[Collected data entries]

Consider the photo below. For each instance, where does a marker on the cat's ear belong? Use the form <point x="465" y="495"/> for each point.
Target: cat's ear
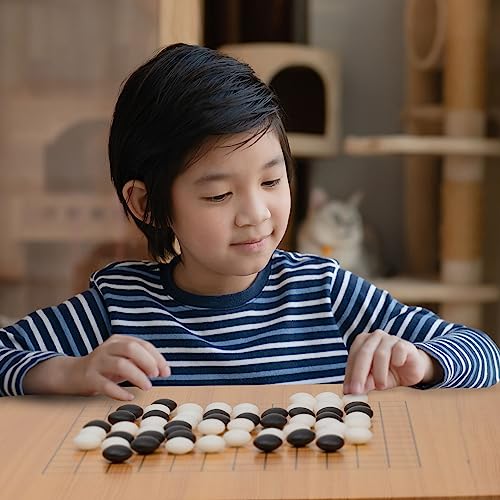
<point x="355" y="199"/>
<point x="317" y="198"/>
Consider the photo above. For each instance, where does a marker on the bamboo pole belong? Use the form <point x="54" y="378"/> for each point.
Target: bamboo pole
<point x="462" y="191"/>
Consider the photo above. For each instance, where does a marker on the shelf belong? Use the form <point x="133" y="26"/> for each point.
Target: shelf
<point x="423" y="145"/>
<point x="413" y="291"/>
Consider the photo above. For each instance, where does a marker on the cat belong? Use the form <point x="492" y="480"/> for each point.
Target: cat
<point x="335" y="229"/>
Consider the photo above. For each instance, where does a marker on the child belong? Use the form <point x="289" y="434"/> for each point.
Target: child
<point x="199" y="154"/>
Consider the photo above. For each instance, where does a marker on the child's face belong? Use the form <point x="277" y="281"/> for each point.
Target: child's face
<point x="230" y="212"/>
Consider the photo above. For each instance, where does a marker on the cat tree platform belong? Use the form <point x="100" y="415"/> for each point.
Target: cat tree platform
<point x="418" y="291"/>
<point x="420" y="145"/>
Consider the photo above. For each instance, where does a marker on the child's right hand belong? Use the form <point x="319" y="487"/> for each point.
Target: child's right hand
<point x="120" y="358"/>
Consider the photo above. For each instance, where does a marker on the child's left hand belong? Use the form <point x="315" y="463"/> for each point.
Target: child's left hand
<point x="378" y="360"/>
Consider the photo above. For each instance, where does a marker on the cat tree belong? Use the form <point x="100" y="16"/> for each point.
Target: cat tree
<point x="458" y="48"/>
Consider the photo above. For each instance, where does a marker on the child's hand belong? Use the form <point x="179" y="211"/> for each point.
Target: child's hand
<point x="381" y="361"/>
<point x="119" y="358"/>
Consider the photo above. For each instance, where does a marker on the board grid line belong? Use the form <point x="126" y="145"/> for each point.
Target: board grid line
<point x="394" y="444"/>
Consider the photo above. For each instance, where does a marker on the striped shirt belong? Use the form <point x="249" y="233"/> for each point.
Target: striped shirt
<point x="294" y="324"/>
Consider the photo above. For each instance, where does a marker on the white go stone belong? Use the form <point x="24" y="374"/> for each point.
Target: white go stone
<point x="210" y="444"/>
<point x="211" y="426"/>
<point x="274" y="431"/>
<point x="302" y="398"/>
<point x="358" y="419"/>
<point x="326" y="404"/>
<point x="357" y="435"/>
<point x="190" y="407"/>
<point x="94" y="429"/>
<point x="114" y="440"/>
<point x="190" y="418"/>
<point x="245" y="408"/>
<point x="304" y="419"/>
<point x="329" y="422"/>
<point x="125" y="426"/>
<point x="241" y="423"/>
<point x="292" y="427"/>
<point x="219" y="405"/>
<point x="338" y="430"/>
<point x="157" y="406"/>
<point x="87" y="441"/>
<point x="179" y="445"/>
<point x="237" y="437"/>
<point x="153" y="422"/>
<point x="349" y="398"/>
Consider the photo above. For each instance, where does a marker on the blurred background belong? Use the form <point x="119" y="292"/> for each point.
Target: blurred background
<point x="398" y="101"/>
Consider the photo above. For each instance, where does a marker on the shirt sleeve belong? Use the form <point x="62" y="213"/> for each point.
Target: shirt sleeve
<point x="468" y="356"/>
<point x="74" y="328"/>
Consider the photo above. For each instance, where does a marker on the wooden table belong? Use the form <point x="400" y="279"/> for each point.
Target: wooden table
<point x="426" y="444"/>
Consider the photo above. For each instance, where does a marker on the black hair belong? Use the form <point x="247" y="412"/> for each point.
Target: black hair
<point x="167" y="110"/>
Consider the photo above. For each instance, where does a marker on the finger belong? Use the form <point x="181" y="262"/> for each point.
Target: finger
<point x="369" y="384"/>
<point x="125" y="369"/>
<point x="161" y="363"/>
<point x="381" y="361"/>
<point x="399" y="355"/>
<point x="363" y="361"/>
<point x="355" y="347"/>
<point x="135" y="351"/>
<point x="112" y="390"/>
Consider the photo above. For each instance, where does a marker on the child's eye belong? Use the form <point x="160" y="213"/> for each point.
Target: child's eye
<point x="218" y="198"/>
<point x="273" y="183"/>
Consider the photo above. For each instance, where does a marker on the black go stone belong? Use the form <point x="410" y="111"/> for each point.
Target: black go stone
<point x="250" y="416"/>
<point x="99" y="423"/>
<point x="172" y="405"/>
<point x="121" y="416"/>
<point x="135" y="409"/>
<point x="117" y="454"/>
<point x="216" y="410"/>
<point x="156" y="413"/>
<point x="154" y="434"/>
<point x="125" y="435"/>
<point x="328" y="414"/>
<point x="355" y="403"/>
<point x="275" y="420"/>
<point x="329" y="442"/>
<point x="299" y="410"/>
<point x="144" y="445"/>
<point x="177" y="423"/>
<point x="267" y="442"/>
<point x="331" y="409"/>
<point x="279" y="411"/>
<point x="181" y="432"/>
<point x="360" y="409"/>
<point x="301" y="437"/>
<point x="223" y="417"/>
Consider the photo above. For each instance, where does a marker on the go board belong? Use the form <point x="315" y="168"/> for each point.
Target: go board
<point x="426" y="444"/>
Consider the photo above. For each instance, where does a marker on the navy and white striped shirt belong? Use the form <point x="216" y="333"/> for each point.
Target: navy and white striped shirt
<point x="294" y="324"/>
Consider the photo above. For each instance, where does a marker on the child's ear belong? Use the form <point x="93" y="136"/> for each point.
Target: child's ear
<point x="136" y="196"/>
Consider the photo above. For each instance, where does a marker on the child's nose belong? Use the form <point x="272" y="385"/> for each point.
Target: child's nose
<point x="252" y="212"/>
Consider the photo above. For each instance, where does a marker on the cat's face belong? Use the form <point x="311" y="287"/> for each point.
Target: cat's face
<point x="337" y="223"/>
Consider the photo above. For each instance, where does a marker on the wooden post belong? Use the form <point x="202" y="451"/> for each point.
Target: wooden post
<point x="180" y="21"/>
<point x="462" y="192"/>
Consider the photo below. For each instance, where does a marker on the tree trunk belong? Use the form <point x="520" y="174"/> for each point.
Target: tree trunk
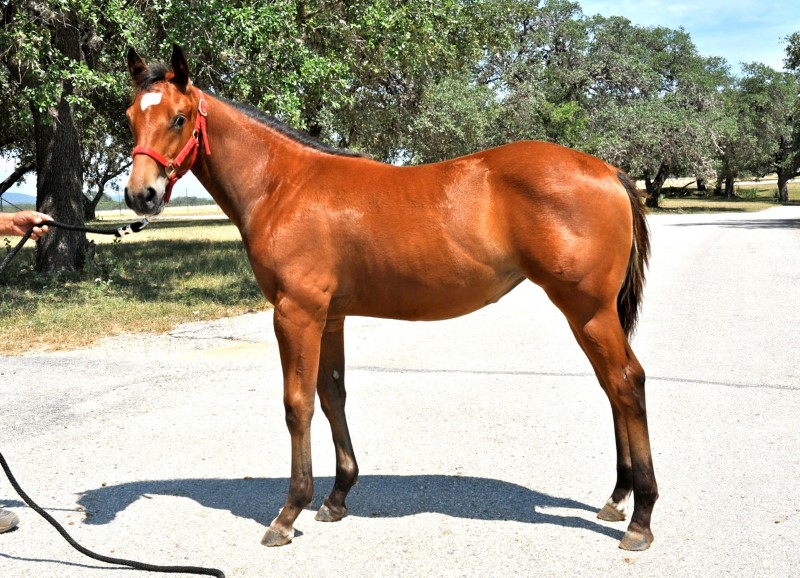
<point x="59" y="176"/>
<point x="654" y="187"/>
<point x="729" y="182"/>
<point x="783" y="187"/>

#### REQUIREMENTS
Rescale the lines from the one containing "the wooden post" through the final line, both included, by repeating each line with its request. Multiply every answer point coordinate by 2.2 and round to whole numbers with halves rounded up, keeping the requests and their sample coordinates unchanged and leaving out the pictures.

#### EXERCISE RESULT
Consider the photo above. For each instance, where does a marker on the wooden post belong? Use the form <point x="202" y="451"/> for each point.
Target: wooden post
<point x="396" y="46"/>
<point x="1016" y="422"/>
Consider the photo below. For each instance, where does a marker on the tree trunk belong? Use the form <point x="520" y="174"/> for each point.
Target: tree trunk
<point x="130" y="387"/>
<point x="1439" y="411"/>
<point x="1604" y="400"/>
<point x="1723" y="411"/>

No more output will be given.